### QUOTED TEXT:
↓↓↓

“I can assure you; we will not stop,” was the message from victorious rapporteurs in European Parliament following a vote to adopt a report on protecting journalists against SLAPP across all 27 member states.
Recognition of the abusive nature of Strategic Lawsuits Against Public Participation (SLAPP) has increased in recent years after it emerged that Daphne Caruana Galizia had more than 40 vexatious defamation suits pending against her at the time of her 2017 assassination.
Since then, momentum has grown at the EU level, with the European Commission and now Parliament calling for change.
The report, co-authored by Maltese MEP Roberta Metsola and German MEP Tiemo Wolken, was adopted with 444 votes in favour, 48 against, and 75 abstentions. This means most EU lawmakers support its findings and recommendations, including the creation of a directive to protect journalists.
When asked by The Shift if today’s result was indicative of the strength needed to ensure member states adhere to potential new laws, Metsola said it was.
“The real challenge now is to get the Commission and Council on board. I can assure you the parliament will not stop; we are strong enough to put that pressure on the Commission. Yes, we need political will and political pressure, we have done it before, we will do it again,” she said.
The report, now adopted by Parliament, will be used to pressure the Commission into adopting an EU-wide directive that must be transposed into member state law.
On 4 October, the Commission launched a public consultation that will feed into an initiative to tackle abusive lawsuits, and in 2022, they are expected to present the Media Freedom Act to safeguard independence and media pluralism.
When asked by The Shift what would happen if a member state refuses to enact anti-SLAPP legislation at a national level, Wolken said various mechanisms could be utilised.
“If they do not apply EU primary or secondary law, they can be sued by the Commission. If member states do not apply it, the EU can force them to apply it,” he said.

↑↑↑

### TO BE DONE:
1 - Answer these questions from the article on SLAPP:
(a) How many votes in favour did the report receive?
(b) How many vexatious defamation suits were pending against Daphne Caruana Galizia when she was assassinated?
(c) On what date did the Commission launch a public consultation?
2 - Quote the passage of the article on SLAPP that opens with the words containing "Recognition of the" and closes with "her 2017 assassination.".
3 - State whether each statement agrees with the article on SLAPP, supporting each answer with the deciding words quoted from it:
(a) Both co-authors of the report are MEPs from Malta.
(b) The Commission is expected to present the Media Freedom Act in 2022.
(c) Daphne Caruana Galizia was assassinated in 2017.
The items presented after the article were taken from a separate source.

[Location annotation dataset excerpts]
↓↓↓

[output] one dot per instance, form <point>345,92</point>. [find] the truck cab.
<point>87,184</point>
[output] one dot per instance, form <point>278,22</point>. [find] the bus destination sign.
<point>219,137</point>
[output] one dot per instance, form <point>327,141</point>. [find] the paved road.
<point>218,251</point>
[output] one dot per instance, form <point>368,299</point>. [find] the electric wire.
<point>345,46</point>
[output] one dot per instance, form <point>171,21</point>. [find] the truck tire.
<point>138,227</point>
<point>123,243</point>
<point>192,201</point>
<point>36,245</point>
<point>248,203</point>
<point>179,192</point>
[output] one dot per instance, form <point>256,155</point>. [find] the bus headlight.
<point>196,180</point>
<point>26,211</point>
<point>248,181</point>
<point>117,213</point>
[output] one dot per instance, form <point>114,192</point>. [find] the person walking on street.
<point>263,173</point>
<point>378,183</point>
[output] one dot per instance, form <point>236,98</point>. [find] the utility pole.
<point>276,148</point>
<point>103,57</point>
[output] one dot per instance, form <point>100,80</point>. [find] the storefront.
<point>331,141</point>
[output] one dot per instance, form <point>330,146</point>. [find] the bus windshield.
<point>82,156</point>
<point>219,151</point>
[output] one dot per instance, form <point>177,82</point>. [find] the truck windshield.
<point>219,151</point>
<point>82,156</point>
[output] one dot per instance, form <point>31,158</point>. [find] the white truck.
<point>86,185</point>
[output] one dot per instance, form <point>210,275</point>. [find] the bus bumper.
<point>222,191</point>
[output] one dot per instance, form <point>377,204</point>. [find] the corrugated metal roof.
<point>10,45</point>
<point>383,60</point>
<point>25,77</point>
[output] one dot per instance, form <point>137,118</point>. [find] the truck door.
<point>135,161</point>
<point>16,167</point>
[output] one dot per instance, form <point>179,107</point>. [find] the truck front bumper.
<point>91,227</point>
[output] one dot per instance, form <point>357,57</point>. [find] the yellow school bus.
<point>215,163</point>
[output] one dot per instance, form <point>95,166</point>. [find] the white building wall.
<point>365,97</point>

↑↑↑

### ANSWERS TO THE EXERCISE:
1 -
(a) 444
(b) More than 40
(c) 4 October

2 -
Recognition of the abusive nature of Strategic Lawsuits Against Public Participation (SLAPP) has increased in recent years after it emerged that Daphne Caruana Galizia had more than 40 vexatious defamation suits pending against her at the time of her 2017 assassination.

3 -
(a) No: "co-authored by Maltese MEP Roberta Metsola and German MEP Tiemo Wolken"
(b) Yes: "in 2022, they are expected to present the Media Freedom Act"
(c) Yes: "at the time of her 2017 assassination"